* WHAT THE TASK REQUIRES *
Extract all records. Keep each one exact.

[Point annotation dataset records]
--------------------
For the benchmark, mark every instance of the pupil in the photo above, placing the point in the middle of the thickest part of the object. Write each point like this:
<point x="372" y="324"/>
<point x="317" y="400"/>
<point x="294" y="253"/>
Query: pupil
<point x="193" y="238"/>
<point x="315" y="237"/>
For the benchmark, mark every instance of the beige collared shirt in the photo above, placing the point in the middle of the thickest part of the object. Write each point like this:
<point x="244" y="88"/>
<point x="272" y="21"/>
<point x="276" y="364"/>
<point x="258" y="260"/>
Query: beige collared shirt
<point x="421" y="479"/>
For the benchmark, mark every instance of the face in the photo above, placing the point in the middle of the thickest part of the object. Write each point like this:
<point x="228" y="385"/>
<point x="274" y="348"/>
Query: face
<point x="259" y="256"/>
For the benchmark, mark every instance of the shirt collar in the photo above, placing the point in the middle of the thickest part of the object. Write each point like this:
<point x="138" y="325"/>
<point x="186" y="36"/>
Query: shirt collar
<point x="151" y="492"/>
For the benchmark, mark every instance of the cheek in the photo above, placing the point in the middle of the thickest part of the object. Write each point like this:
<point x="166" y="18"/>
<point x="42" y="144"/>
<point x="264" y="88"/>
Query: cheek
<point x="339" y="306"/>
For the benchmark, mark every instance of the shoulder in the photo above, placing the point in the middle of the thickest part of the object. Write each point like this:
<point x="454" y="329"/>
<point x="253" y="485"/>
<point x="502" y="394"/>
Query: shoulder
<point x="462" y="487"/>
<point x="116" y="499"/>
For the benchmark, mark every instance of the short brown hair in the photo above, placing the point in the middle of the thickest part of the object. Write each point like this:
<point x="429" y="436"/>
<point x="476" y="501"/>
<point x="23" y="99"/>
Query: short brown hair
--------------------
* RESPONSE FOR THIS EXERCISE *
For the benchmark, mark every instance of the pupil in the photo above, placing the point in the middle of the thickest part of the object. Write each point like this:
<point x="372" y="324"/>
<point x="317" y="400"/>
<point x="294" y="253"/>
Query: pupil
<point x="193" y="238"/>
<point x="315" y="237"/>
For the benchmark, mark every instance of the beige collared shirt in the photo above, placing the point in the middle of the thickest part of the object. Write each point like this:
<point x="244" y="88"/>
<point x="272" y="21"/>
<point x="276" y="364"/>
<point x="258" y="260"/>
Query: beige collared shirt
<point x="421" y="479"/>
For the benchmark, mark every instance of the face in the photo above, placing the point in the middle of the thickest part of the object. Write each point like this:
<point x="228" y="385"/>
<point x="274" y="348"/>
Query: face
<point x="259" y="256"/>
For the benchmark, mark every instance of the shirt collar in the photo above, placing the point in the middle of the thickest part of the object. Write each point like this:
<point x="138" y="325"/>
<point x="186" y="36"/>
Query: shirt collar
<point x="151" y="492"/>
For the benchmark, mark every instance of the cheek in the photo above, placing the point in the middle of the thickest part of the object. Write each point like this:
<point x="166" y="18"/>
<point x="42" y="144"/>
<point x="264" y="88"/>
Query: cheek
<point x="339" y="306"/>
For the benchmark, mark every instance of the shoulder in the photo above, placing the point in the middle of the thickest part of the object. Write each point like this:
<point x="454" y="329"/>
<point x="253" y="485"/>
<point x="502" y="394"/>
Query: shoulder
<point x="462" y="487"/>
<point x="116" y="499"/>
For the benchmark, mark every instance of the short brown hair in the photo above, placing the point in the middle of the thickest part of the object. Write each point like this:
<point x="429" y="436"/>
<point x="476" y="501"/>
<point x="23" y="99"/>
Query: short brown hair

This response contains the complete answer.